### Work instructions
Each line that includes "below" must be copied from the records.

┌─ Provided material

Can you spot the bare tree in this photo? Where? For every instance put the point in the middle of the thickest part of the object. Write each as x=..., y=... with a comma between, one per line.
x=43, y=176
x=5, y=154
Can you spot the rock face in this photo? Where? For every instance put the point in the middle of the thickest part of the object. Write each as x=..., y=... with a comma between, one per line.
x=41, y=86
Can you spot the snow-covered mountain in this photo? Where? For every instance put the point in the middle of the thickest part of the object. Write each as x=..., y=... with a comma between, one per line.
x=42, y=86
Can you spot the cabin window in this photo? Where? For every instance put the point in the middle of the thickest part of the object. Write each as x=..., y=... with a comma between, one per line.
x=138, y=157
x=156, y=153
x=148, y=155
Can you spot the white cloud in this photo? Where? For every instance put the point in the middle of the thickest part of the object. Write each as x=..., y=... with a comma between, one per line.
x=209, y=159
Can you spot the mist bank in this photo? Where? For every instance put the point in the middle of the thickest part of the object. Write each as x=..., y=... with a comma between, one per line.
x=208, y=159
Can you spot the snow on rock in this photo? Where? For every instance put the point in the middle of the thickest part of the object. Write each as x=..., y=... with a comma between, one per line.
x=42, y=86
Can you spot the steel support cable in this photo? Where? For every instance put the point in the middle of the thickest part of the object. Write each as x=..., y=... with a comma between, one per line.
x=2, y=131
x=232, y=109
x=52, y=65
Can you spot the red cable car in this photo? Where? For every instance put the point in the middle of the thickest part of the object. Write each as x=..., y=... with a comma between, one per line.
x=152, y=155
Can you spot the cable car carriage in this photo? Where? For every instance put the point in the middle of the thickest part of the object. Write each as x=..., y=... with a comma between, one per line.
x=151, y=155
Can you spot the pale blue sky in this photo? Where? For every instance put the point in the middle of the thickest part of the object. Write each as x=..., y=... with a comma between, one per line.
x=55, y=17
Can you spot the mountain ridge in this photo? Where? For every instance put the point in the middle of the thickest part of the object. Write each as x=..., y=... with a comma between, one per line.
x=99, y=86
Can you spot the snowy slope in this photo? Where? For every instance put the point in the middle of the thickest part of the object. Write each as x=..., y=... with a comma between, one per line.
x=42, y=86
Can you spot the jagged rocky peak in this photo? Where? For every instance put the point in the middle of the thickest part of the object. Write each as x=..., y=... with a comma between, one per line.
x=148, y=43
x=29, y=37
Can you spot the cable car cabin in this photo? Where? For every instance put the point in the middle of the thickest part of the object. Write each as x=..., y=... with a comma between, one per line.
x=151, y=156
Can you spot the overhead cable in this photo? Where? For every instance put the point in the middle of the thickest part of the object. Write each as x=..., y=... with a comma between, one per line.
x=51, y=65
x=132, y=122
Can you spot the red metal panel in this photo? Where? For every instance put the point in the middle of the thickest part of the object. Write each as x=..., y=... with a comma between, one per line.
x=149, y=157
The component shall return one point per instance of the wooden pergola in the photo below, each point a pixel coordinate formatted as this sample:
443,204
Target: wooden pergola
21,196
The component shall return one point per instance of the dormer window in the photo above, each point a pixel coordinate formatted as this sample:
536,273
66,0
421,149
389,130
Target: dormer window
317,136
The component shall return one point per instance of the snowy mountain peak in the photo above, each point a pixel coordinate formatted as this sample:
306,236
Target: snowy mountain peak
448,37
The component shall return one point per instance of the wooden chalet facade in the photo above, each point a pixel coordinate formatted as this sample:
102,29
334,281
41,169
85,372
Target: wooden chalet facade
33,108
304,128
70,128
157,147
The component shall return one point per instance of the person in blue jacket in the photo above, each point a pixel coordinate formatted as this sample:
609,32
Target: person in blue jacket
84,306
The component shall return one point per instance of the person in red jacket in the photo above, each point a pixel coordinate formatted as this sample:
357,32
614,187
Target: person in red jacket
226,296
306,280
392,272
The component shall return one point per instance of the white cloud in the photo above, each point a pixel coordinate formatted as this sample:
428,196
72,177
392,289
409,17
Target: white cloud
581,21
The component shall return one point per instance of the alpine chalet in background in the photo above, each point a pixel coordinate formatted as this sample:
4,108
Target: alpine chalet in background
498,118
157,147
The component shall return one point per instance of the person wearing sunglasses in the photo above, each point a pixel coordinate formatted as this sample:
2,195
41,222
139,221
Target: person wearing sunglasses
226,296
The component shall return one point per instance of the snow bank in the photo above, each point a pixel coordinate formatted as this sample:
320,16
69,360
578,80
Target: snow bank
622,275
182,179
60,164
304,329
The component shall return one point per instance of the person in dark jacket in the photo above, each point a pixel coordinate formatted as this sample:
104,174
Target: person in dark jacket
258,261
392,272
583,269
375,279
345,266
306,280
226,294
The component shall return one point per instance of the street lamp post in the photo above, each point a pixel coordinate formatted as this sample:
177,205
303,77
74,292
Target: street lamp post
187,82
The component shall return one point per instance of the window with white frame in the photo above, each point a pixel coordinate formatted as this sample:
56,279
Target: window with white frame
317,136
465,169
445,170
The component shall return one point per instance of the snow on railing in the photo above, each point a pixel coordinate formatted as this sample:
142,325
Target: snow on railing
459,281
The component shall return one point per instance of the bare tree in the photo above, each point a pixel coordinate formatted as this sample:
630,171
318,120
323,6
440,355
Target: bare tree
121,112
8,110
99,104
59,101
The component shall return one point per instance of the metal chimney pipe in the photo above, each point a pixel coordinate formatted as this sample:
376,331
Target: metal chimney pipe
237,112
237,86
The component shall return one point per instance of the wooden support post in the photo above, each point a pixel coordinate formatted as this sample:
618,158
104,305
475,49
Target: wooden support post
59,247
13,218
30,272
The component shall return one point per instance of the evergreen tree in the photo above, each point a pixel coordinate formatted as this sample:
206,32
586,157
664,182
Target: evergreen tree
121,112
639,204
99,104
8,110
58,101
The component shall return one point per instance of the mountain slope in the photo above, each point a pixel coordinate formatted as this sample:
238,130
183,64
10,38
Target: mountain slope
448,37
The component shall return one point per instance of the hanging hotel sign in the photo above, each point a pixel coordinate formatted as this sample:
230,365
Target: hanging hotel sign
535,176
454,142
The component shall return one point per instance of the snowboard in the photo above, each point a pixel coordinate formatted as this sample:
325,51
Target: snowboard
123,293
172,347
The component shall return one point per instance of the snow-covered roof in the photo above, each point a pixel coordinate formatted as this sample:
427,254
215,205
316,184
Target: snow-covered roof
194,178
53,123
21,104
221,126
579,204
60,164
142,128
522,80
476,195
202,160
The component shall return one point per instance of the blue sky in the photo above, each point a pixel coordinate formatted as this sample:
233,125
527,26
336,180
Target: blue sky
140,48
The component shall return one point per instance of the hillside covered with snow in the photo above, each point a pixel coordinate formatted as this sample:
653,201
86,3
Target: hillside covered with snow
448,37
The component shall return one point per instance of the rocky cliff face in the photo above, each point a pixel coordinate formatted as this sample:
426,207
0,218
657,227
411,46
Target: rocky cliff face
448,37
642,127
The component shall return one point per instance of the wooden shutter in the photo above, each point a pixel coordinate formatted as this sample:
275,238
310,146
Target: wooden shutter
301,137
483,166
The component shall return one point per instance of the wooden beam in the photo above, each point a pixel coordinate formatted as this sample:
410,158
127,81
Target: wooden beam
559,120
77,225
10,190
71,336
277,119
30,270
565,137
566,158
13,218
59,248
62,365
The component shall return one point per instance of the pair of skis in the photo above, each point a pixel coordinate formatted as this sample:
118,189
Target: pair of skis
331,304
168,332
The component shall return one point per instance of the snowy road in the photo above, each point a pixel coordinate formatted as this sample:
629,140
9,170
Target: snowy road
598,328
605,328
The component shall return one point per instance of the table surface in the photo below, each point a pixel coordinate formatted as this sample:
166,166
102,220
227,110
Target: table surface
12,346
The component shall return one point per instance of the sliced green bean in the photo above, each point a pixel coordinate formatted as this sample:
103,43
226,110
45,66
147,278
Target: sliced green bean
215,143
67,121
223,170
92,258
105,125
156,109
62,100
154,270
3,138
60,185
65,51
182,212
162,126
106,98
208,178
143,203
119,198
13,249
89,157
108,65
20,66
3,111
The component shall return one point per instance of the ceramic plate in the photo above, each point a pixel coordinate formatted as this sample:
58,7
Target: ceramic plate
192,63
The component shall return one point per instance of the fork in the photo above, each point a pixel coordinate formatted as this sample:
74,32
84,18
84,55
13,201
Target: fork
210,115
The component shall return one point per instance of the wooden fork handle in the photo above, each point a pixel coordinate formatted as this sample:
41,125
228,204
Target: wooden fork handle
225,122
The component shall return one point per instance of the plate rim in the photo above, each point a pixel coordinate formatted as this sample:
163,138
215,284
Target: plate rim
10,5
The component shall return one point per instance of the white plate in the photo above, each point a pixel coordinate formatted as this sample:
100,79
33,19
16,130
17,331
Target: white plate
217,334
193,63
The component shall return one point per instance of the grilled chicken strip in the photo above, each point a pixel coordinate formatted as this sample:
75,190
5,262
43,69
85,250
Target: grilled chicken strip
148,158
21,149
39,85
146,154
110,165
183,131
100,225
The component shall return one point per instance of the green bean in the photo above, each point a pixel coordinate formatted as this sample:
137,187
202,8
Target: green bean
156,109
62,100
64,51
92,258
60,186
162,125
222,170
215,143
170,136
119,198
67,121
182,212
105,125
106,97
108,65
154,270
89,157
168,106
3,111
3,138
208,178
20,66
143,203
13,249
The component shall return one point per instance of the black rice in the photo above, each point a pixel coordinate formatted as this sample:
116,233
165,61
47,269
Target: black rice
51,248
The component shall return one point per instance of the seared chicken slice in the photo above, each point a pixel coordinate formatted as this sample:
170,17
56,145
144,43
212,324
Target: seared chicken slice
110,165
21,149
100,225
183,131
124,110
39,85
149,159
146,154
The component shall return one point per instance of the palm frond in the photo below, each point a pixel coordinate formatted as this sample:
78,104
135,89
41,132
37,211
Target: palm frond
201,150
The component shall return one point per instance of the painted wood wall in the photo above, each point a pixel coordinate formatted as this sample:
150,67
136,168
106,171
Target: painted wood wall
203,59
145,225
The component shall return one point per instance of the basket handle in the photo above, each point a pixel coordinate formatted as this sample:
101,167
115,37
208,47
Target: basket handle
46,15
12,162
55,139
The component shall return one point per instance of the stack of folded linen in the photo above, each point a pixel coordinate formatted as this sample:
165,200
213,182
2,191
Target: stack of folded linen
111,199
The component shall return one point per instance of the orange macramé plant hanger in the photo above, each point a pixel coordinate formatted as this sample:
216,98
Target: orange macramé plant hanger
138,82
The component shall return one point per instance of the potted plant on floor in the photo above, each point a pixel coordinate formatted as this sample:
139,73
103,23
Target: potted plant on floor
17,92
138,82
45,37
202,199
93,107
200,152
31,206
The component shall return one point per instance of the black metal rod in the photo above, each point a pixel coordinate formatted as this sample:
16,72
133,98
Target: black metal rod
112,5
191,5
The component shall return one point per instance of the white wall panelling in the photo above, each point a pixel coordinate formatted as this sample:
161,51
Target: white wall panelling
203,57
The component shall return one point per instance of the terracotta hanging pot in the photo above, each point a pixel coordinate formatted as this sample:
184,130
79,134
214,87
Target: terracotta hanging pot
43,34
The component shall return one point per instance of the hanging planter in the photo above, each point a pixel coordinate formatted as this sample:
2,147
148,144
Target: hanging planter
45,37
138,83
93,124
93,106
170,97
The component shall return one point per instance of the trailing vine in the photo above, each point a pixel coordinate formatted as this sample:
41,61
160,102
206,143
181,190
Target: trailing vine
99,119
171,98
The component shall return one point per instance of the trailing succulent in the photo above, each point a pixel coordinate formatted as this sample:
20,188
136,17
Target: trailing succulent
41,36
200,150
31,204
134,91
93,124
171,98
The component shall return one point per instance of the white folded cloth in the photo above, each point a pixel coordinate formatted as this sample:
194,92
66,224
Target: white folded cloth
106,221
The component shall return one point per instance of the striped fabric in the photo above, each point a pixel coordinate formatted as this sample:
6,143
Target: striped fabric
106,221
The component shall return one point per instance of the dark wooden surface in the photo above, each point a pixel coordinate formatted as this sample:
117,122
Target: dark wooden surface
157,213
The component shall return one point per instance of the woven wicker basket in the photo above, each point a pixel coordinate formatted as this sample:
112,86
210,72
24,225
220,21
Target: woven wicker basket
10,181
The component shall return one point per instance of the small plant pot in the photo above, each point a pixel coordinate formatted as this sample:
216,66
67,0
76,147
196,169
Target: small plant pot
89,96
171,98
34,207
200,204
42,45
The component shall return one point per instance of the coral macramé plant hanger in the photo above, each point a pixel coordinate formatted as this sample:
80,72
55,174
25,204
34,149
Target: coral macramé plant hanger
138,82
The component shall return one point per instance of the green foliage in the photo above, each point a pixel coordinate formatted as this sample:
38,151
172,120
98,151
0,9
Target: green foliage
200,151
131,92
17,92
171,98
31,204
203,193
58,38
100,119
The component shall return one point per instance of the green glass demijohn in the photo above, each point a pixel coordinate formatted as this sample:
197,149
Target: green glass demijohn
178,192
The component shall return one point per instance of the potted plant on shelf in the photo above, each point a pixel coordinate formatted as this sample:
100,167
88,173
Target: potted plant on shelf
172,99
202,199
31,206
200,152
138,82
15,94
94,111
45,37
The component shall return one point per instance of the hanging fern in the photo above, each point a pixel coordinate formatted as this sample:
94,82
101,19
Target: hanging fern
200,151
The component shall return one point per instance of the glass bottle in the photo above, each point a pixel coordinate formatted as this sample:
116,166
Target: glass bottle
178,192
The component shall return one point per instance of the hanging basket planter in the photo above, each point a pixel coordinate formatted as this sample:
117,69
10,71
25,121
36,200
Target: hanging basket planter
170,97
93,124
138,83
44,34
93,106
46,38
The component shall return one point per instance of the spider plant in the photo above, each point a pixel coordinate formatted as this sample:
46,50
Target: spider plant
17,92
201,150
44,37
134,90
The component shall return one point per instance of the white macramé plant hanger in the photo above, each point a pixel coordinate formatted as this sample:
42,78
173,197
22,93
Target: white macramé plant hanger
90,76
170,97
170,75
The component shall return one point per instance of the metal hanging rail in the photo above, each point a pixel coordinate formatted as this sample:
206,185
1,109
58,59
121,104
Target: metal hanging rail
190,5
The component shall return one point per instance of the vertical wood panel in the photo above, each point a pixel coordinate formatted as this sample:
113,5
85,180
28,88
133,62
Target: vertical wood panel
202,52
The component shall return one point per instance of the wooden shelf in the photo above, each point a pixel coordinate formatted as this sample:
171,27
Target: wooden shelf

└─

### Output for this task
The component shall return one point per instance of the wooden pergola in the photo below, each point a pixel coordinate formatted as this sample:
The component shall return one point per instance of the table surface in the photo below, each point a pixel coordinate formatted as this sample:
The component shall return one point per instance of the palm frond in the photo below, each point a pixel coordinate formatted as this sample:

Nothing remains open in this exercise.